** ENTRIES **
******************************
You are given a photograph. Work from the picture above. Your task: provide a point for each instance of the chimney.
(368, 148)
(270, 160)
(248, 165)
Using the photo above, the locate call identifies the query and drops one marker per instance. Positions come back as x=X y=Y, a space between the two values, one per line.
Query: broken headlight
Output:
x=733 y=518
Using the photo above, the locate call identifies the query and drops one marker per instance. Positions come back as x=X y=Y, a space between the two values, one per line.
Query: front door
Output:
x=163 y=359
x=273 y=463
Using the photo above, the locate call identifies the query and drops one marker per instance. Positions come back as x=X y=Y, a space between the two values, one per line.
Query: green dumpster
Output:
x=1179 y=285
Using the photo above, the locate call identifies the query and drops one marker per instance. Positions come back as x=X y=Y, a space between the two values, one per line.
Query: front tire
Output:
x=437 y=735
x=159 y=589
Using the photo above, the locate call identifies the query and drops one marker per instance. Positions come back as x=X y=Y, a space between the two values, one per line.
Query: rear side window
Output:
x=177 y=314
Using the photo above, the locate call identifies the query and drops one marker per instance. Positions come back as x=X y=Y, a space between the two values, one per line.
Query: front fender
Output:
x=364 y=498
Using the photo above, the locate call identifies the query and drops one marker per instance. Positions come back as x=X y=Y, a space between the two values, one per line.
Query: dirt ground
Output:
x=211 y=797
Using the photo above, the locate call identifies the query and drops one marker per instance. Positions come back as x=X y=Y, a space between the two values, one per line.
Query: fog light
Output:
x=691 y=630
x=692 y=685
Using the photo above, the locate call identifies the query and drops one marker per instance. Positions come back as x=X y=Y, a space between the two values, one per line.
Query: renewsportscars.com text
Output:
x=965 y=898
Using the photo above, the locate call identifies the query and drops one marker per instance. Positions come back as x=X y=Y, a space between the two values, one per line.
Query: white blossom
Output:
******************************
Reproduce all of the data above, swapping every "Output" for "Result" and leaving everything else untouched.

** CORRECT RESPONSE **
You are given a photograph. Work from the picture above. Your task: provide a point for each instance of the chimney.
(368, 148)
(270, 160)
(248, 165)
Using the photo above, the locate call identifies the query and drops one marker per instance. Positions come back as x=X y=Y, a space between the two values, one per line.
Query: broken headlight
Result:
x=733 y=518
Using the photo above, the locate call identifies the query and drops one marker per instance. Positions come back as x=X y=Y, a space between the two values, one per line.
Query: front door
Result:
x=163 y=359
x=273 y=463
Using the photo above, the locate call identifies the query and drops one marker per instance. Positions come back as x=X y=Y, a space between the two values, one per line.
Query: green dumpster
Result:
x=1179 y=285
Using the photo above, the locate call identifies the query and drops one marker per instance. Positions come back as x=X y=Y, a space between the two values, one per line.
Query: front tire
Result:
x=437 y=735
x=159 y=589
Using the photo above, the locate call identifies the query and drops one marker per instance. Positions come back as x=X y=Y, a space between the two values, one per line.
Query: rear side window
Result:
x=177 y=314
Using the photo above, the locate call identifies the query and drops one marker per instance. Positions come back as x=X y=Y, a space between the two values, one per line.
Query: front fender
Result:
x=364 y=498
Using the photo above, the locate call identifies the query and drops one marker per instance. Positions come back as x=X y=Y, a space between the two values, one per line.
Query: dirt ground
Result:
x=211 y=797
Using the photo above, the locate call identifies the query and drops one marker per instance. Positions come back as x=X y=Y, a space between the two values, one per line.
Query: fog light
Result:
x=691 y=630
x=692 y=685
Using the photo above, the locate call identifies the query and drops one marker per instance. Positions come back as x=X y=Y, a space between the two values, one per line.
Query: renewsportscars.com text
Result:
x=965 y=898
Using the photo above, the locate call identifies the query and drops one marker per instance. Positions come back as x=X y=Y, a space between the two values, one per line.
Query: white blossom
Result:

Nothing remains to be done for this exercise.